Work to do
- a) In the Gillian Young interview, in what year did she first submit work to publishers and agents?
- b) Please pick up the Gillian Young interview right after its final line and carry it forward.

Source extract
+++

JJ Barnes The Table Read

Written by JJ Barnes

I interviewed children’s book author Gillian Young about her life, what motivates her, and what inspired her to write her new book, Tammy And Willow.

Gillian Young, author of Tammy And Willow, interview on The Table Read
Gillian Young, author of Tammy And Willow

Tell me a bit about who you are.

I am a full-time author of children’s middle-grade fiction. Prior to this, I worked in administration and before that, I was a Graphic Artist. I’m mother to two wonderful children – well, they’re not really children anymore. One’s 20 and the other is 17 years old. I also own two beautiful golden retrievers who inspire my writing every day with their hilarious antics.

When did you first WANT to write a book?

I was twelve years old. Back then, in 1982, I was a HUGE Duranie. I loved that band so much that I wanted to write a story about them. The first one was called, Duran Duran in Rio. I then went on to write many more. These stories not only starred the five band members but also my friends – and myself! Most of my teens was spent writing.

When did you take a step to start writing?

In 2006 I took the first step in submitting work to publishers and agents. Those stories were short, Beatrix Potter style tales which I’d read to my children. I bought the Writer’s and Artist’s Yearbook and basically worked my way through it.

How long did it take you to complete your first book from the first idea to release?

+++

Information shown
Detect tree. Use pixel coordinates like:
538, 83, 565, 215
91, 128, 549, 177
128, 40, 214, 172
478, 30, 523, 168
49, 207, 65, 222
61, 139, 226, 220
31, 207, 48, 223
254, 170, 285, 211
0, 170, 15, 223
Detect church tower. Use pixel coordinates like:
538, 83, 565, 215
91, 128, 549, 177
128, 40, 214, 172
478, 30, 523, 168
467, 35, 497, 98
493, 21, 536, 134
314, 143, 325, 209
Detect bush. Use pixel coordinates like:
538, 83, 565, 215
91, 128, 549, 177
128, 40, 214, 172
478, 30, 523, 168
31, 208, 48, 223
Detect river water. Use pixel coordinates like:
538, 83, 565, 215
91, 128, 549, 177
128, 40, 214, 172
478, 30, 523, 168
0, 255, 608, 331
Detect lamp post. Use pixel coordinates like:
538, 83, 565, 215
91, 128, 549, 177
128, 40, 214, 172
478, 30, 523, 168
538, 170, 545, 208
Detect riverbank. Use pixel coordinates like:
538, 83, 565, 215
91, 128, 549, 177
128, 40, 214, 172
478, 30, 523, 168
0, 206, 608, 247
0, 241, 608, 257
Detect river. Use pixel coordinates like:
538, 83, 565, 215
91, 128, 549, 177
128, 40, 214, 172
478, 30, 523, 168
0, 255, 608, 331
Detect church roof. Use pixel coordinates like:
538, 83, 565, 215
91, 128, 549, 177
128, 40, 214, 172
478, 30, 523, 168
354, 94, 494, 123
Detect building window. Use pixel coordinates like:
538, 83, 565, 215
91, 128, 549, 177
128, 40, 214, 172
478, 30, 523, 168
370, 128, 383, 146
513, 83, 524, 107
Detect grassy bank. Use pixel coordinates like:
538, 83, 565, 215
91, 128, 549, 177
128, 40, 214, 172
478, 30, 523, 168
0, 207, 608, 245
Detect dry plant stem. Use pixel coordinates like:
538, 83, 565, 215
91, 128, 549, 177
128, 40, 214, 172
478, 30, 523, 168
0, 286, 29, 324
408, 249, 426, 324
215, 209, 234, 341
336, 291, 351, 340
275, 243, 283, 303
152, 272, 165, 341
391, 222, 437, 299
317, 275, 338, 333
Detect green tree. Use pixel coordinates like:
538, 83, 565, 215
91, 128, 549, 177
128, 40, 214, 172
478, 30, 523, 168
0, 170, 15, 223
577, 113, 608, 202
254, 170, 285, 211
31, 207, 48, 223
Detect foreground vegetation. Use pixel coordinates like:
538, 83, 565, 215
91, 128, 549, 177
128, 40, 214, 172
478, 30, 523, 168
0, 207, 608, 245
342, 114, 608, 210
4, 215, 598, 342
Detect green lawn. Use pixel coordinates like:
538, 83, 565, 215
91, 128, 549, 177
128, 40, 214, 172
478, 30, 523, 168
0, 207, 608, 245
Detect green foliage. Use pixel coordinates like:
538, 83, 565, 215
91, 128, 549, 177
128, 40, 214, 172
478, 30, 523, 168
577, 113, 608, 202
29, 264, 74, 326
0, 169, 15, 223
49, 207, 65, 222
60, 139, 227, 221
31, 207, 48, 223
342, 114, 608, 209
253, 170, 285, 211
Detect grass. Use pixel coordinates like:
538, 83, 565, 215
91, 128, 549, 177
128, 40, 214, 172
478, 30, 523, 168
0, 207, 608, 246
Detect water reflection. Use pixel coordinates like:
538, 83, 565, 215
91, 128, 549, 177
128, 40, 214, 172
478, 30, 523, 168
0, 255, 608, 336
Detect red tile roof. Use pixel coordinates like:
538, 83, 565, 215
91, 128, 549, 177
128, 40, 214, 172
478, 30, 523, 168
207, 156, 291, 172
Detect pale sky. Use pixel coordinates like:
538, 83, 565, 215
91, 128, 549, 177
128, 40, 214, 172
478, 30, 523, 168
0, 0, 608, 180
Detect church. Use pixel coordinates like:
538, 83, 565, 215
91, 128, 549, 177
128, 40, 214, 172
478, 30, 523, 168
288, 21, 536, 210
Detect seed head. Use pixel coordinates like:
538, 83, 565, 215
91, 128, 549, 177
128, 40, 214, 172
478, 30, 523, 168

+++

Per-task outputs
- a) 2006

- b)
My debut book was first written in 2006. It was a very rough first draft that was inspired during one of our many family days out to the local Safari Park. It was written initially for my children who stared in the story along with our dog Willow. In 2016 I dug out the old manuscript and rewrote it with our retriever, Poppy as the star. Poppy on Safari was released by Matador Books in 2019.

How long did it take you to complete your latest book from the first idea to release?

My latest book, Tammy and Willow was first written back in 2006. Then, it was called, Even Dogs have Angels. From 2006 the story stayed with me. I love this story, it’s very dear to my heart and I refused to give up on it. I worked alongside an agent and an editor (whom I still work with), and the original story underwent a complete rewrite and many many drafts. Finally, it was ready to release to the world in 2020.

Focusing on your latest release. What made you want to write Tammy And Willow?

Gillian Young, author of Poppy On Safari, interview on The Table Read

Tammy. She was the soul inspiration for this book. Tammy was my first dog. I’d waited sixteen years to have a dog so when I was finally allowed to own one, I loved her more than anything. She was my confidante, my best friend and the one who could guarantee to put a smile on my face during those stressful GCE and CSE exams at high school – and other teenage dramas. When she died, I was inconsolable. I never thought it was possible to love a dog so much.

I couldn’t help thinking where she was. How she was. Was she all right? I had completely no control after twelve years of taking care of her, it was very hard to let go. During this time, I had the idea of a story – what if Tammy hadn’t gone at all? What if she was grieving just as much? That is when I put pen to paper and the story has stayed with me ever since.

What were your biggest challenges with writing Tammy And Willow?

Sub plots. There was so much I wanted to tell that the manuscript just became convoluted. A great story doesn’t have to be complicated. A good story needs to be well written, with good characters and a story which leaves the reader wanting to turn to the next page. Back then, I thought that I needed to keep the reader interested by writing so many red herrings and sub plots. The result was that no one knew what was going on!

Who or what inspired you when creating your Protagonist?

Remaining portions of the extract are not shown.